**Goal of the exercise**
Return the passage of the campaign report that starts at "As well as participating" and ends at "on democratic rights.", copied word for word.

[Text excerpt]

As well as participating in these fights, campaign supporters introduce the Militant, which speaks out about workers’ struggles, police violence, attacks on women’s rights, Washington’s violation of the sovereignty of other nations and government restrictions on democratic rights.
While in Plymouth, just west of Minneapolis, Kennedy and campaign supporter Kevin Dwire spoke with Chase Bryan Hendrickson, who works at the Amazon fulfillment center in Shakopee. He got a subscription to the Militant.
“They have us working 10-hour shifts with staggered start times to distance workers at entrances,” Hendrickson said. “Amazon is taking workers’ temperatures.”
Kennedy noted that other bosses have taken similar measures. “The bosses want us to fall into the trap of blaming each other for the spread of coronavirus instead of their system,” she said. “Workers shouldn’t look to the bosses, like asking them to test all the workers. We need to organize and fight together for better conditions like higher wages and control of the pace of production.”
Kennedy joined Helen Meyers, SWP candidate for Congress in the 4th District, to speak with Damario Armstrong, who is laid off from his shipping job. “They only talk about the virus, and then they prioritize some people over others for treatment,” Armstrong said, referring to the government.
“I don’t agree with what those who say race is the main problem today,” added Armstrong, who is a young African American. “It’s money.”
“The capitalists use race to divide us and keep our wages down,” Kennedy said. “The capitalist system is the problem. The working class needs to organize and build solidarity.” She showed Armstrong, who got an introductory subscription to the Militant, the book Tribunes of the People and the Trade Unions, which explains that by fighting together workers gain confidence in ourselves. The book’s introduction describes how the mass struggles that brought down Jim Crow segregation in the South transformed those who participated in them and strengthened the whole working class.
Victor Brooks told Malcolm Jarrett and David Rosenfeld, SWP candidate for U.S. Senate in Minnesota, that with living costs so high, “How can I retire? I pay $1,300 for rent. I’d rather go back home to Liberia.” Brooks, an assembler at a medical equipment manufacturer, moved to the U.S. in the 1980s. “When you get old, you get nothing.”
Jarrett said, “What they value is what you can produce for them, what profits they can make from you. When the capitalists think you are no longer of use to them, they throw you away.”
Brooks said he thought the Socialist Workers Party “should be global. I want to know how I can help when I return to Liberia.”
Rosenfeld said, “You are part of the working class in the U.S. The best way to prepare to return to your birth country is to join us in building the workers’ movement here today.”
Brooks subscribed to the Militant and bought Tribunes of the People and Malcolm X, Black Liberation, and the Road to Workers Power, by SWP National Secretary Jack Barnes. Both titles along with The Turn to Industry: Forging a Proletarian Party, also by Barnes, are available together for only $30.
Response to Militant Fighting Fund
Unlike other papers, which depend on advertising revenue, the Militant is entirely funded by working people attracted to the working-class struggles it reports and the revolutionary perspective it presents. “People have responded really rapidly,” said Valerie Johnson, the paper’s business manager, noting that as of April 7, 18 people have already sent in contributions totaling over $3,115.
Rachele Fruit, SWP candidate for U.S. Senate in Georgia, went to talk with working people in Perry, a town of 17,000, where Perdue poultry plant workers walked off the job to protest job conditions and pay March 23.
Fruit and campaign supporters spoke with hospital, government and poultry workers there. They sold eight copies of the Militant and a subscription. “One Perdue worker told me, ‘The line is too fast. There’s chicken all over the floor,’” Fruit said. “I told him that’s exactly why workers need to fight for control of production, including line speed.”

[/Text excerpt]
[Data section]

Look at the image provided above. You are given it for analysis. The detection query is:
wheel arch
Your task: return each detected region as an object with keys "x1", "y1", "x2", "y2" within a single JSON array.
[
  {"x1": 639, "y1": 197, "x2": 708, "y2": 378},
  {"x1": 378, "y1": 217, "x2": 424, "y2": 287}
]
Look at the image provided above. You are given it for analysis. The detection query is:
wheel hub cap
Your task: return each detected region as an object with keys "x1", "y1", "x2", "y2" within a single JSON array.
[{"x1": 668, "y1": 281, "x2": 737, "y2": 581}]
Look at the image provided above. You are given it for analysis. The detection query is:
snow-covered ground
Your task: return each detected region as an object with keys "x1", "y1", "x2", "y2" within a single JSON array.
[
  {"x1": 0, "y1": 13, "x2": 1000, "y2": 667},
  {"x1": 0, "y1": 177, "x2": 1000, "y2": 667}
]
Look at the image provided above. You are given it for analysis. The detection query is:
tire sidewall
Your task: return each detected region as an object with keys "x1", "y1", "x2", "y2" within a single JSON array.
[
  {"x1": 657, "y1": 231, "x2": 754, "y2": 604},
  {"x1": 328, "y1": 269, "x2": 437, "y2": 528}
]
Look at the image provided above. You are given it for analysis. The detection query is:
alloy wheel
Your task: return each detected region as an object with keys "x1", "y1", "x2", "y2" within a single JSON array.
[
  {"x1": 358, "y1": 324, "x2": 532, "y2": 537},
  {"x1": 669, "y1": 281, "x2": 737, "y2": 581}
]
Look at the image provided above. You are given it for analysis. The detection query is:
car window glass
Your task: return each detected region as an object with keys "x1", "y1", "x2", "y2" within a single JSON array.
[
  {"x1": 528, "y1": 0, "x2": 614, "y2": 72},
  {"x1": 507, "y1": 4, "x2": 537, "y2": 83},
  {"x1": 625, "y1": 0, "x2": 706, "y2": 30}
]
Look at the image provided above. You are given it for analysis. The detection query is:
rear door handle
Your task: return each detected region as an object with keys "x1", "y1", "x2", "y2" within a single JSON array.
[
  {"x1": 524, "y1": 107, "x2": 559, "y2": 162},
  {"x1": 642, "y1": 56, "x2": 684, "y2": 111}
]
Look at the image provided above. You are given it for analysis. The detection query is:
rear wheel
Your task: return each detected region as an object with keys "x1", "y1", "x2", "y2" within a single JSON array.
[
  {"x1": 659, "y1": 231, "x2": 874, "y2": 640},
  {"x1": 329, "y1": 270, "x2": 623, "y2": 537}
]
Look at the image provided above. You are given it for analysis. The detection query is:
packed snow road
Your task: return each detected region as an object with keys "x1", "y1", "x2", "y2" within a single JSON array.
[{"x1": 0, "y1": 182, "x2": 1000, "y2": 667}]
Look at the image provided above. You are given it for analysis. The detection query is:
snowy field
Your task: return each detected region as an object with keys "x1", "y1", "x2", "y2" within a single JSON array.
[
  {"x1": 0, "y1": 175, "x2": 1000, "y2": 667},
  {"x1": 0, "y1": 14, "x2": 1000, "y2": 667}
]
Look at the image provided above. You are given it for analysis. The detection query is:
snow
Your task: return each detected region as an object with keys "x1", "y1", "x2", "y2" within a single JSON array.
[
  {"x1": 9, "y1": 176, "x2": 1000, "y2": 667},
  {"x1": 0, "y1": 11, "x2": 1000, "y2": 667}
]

[/Data section]

**Your response**
As well as participating in these fights, campaign supporters introduce the Militant, which speaks out about workers’ struggles, police violence, attacks on women’s rights, Washington’s violation of the sovereignty of other nations and government restrictions on democratic rights.